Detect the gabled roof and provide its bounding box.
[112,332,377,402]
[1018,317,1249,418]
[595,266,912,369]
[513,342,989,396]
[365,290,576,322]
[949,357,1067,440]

____________________

Written exercise: Reproduce the material above line for line, with no changes.

Task solution:
Detect the gabled roof and provide its bounding box.
[112,332,377,402]
[1018,317,1249,418]
[595,266,912,369]
[513,342,989,396]
[365,290,576,322]
[949,357,1067,440]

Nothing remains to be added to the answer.